##### DATA SUPPLIED #####
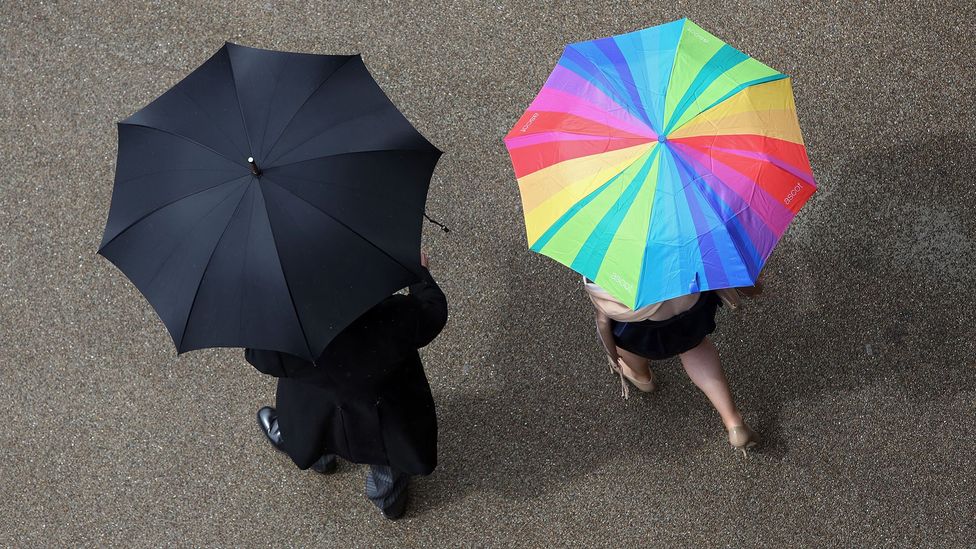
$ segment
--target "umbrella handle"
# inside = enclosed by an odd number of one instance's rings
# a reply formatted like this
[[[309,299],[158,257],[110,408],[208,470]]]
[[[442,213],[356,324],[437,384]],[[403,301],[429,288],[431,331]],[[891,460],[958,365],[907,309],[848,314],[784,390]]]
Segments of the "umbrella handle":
#####
##### DATA SUPPLIED #####
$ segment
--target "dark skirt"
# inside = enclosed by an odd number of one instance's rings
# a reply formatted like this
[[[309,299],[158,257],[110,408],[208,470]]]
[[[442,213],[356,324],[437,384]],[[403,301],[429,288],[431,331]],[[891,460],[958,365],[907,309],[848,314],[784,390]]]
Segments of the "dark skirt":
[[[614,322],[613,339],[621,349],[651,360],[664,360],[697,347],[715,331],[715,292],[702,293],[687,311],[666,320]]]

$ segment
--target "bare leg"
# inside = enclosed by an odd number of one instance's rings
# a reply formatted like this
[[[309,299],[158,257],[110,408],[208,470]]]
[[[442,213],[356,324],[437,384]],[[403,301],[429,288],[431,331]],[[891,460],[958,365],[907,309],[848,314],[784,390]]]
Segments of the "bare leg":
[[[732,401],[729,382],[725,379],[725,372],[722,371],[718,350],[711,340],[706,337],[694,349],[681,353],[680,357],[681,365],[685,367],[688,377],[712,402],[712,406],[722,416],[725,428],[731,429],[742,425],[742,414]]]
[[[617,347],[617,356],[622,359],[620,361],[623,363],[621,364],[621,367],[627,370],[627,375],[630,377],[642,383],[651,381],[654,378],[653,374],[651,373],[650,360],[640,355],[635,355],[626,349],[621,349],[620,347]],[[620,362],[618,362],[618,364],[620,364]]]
#####
YOUR GOAL:
For this exercise, gather every line of the data that contains the word "target".

YOUR SOLUTION:
--target "umbrella handle"
--target "dark skirt"
--target "bare leg"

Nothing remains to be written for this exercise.